::: EXCERPTED DATA

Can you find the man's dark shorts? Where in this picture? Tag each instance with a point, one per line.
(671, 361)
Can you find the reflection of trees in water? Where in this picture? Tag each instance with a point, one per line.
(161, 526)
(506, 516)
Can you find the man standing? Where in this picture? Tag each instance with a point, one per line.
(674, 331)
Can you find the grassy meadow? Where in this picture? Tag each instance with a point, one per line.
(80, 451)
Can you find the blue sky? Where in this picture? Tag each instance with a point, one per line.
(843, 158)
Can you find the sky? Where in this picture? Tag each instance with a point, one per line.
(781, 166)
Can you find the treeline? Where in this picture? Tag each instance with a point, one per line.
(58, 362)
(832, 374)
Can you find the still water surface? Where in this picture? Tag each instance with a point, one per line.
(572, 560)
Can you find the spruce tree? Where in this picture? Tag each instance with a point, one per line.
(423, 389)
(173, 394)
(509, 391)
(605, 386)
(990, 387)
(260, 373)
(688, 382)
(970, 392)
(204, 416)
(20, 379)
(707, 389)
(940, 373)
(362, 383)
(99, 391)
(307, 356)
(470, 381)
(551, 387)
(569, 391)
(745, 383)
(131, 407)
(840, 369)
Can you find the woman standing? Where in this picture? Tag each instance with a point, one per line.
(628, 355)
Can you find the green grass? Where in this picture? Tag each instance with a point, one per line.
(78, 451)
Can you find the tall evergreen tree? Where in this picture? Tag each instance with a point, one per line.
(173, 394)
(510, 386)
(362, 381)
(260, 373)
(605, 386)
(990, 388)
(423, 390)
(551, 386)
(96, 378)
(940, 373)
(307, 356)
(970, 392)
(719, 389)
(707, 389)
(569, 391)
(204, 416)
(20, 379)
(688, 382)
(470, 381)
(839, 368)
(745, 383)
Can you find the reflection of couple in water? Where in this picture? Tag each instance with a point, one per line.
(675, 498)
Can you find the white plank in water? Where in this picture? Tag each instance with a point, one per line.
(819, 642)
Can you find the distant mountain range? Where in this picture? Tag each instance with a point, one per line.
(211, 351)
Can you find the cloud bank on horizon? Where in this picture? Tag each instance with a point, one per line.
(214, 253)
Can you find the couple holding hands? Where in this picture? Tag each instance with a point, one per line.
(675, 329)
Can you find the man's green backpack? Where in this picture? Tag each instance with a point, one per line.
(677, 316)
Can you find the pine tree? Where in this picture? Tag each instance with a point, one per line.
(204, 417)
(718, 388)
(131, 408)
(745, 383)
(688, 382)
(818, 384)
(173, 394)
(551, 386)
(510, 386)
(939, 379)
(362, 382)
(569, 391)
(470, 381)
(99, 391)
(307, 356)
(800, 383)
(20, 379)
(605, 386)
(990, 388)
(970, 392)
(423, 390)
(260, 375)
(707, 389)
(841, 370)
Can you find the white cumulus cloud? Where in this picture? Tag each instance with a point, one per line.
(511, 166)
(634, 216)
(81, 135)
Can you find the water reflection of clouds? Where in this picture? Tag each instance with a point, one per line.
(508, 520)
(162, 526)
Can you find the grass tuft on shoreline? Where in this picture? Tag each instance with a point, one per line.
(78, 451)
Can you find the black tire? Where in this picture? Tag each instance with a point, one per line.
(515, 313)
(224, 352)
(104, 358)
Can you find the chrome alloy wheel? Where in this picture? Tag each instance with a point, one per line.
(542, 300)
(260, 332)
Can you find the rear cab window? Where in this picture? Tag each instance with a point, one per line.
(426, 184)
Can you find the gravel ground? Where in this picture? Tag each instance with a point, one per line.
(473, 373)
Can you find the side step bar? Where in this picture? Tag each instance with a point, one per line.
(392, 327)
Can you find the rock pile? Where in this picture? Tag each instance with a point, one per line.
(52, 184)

::::::

» YOUR INSTRUCTIONS: Transcribe the listing above exactly, including every line.

» EXERCISE OUTPUT:
Can you find the man's dark shorts? Where in this picture? Tag each instance with a point, one per line.
(671, 361)
Can you find the reflection of trees in water? Where in this picture? Tag each instance with a point, one per line.
(161, 526)
(506, 516)
Can you find the man standing? Where in this picture? Tag each instance with a point, one per line.
(674, 331)
Can you find the grassy meadow? Where in this picture? Tag each instance with a point, one per line.
(80, 451)
Can you find the blue sky? Where in this picture? Tag each instance with a point, one per line.
(843, 158)
Can you find the sky? Where in this picture? Tag each instance with a point, one per line.
(781, 166)
Can you find the treeline? Where in this picture? Tag each instance with a point, one per line.
(58, 362)
(832, 374)
Can you find the still water surface? Where in this picture? Tag each instance with a point, one per line.
(572, 560)
Can you find the spruce tree? Where in this picture? Tag each instance with a point, one per line.
(423, 389)
(173, 394)
(509, 391)
(605, 386)
(990, 387)
(260, 373)
(688, 382)
(970, 392)
(204, 416)
(20, 379)
(707, 389)
(940, 373)
(362, 383)
(99, 391)
(307, 356)
(470, 381)
(551, 387)
(569, 391)
(745, 383)
(131, 407)
(840, 369)
Can you find the woman standing? Where in this picture? Tag each instance with a point, one per line.
(628, 355)
Can you find the green grass? Where in this picture? Tag each instance with a point, one per line.
(78, 451)
Can you find the tall evergreen tree? Where in this picture? Tag each instance with a point, one per line.
(173, 394)
(510, 386)
(362, 381)
(260, 373)
(605, 386)
(990, 388)
(423, 390)
(551, 386)
(96, 378)
(940, 373)
(307, 356)
(970, 392)
(719, 389)
(707, 389)
(569, 391)
(204, 416)
(20, 379)
(688, 382)
(470, 381)
(839, 368)
(745, 383)
Can you find the reflection of couple in water? Where in this picture? Tag each instance with a point, one per line.
(675, 498)
Can you find the white plank in water? Where in this picture? Tag each instance with a point, one per line.
(819, 642)
Can you find the distant mountain range? Where in this picture? Tag each instance with a point, one per line.
(211, 351)
Can you find the cloud bank on horizon? Where in this picture? Tag each instance with a point, one per line.
(214, 253)
Can you find the couple holding hands? Where in this picture? Tag each instance with a point, one per line.
(675, 329)
Can you find the man's green backpack? Where in this picture? Tag each instance with a point, one per line.
(677, 316)
Can you find the pine tree? Where in this picture? Tag each instance with a point, one per line.
(204, 417)
(718, 388)
(131, 408)
(745, 383)
(688, 382)
(818, 384)
(173, 394)
(551, 386)
(510, 386)
(939, 379)
(362, 382)
(569, 391)
(470, 381)
(99, 391)
(307, 356)
(800, 383)
(20, 379)
(605, 386)
(990, 388)
(970, 392)
(423, 390)
(260, 375)
(707, 389)
(841, 370)
Can you find the white cumulus cloud? Where in this picture? Tag each instance with a point, one per line.
(511, 166)
(634, 216)
(81, 135)
Can you find the water reflection of clouds? Where in this picture? Tag each instance with a point, one per line.
(508, 520)
(162, 526)
Can you find the grass tuft on shoreline? Where in this picture? Tag each instance with a point, one per line.
(78, 451)
Can you find the black tire? Where in this picture? Tag each instance with a point, one per line.
(515, 313)
(224, 352)
(104, 358)
Can you find the chrome alloy wheel? Where in this picture? Tag each instance with a point, one per line.
(542, 300)
(260, 332)
Can you find the rear cab window? Where in this picture? Tag each instance with a point, one per line.
(426, 184)
Can you find the gravel ground? Where in this picture? Tag each instance with a point, one per line.
(473, 373)
Can you find the side step bar? Where in this picture? Tag each instance with a point, one per line.
(392, 327)
Can you find the rock pile? Where in this picture? Tag each instance with a point, one per line.
(52, 184)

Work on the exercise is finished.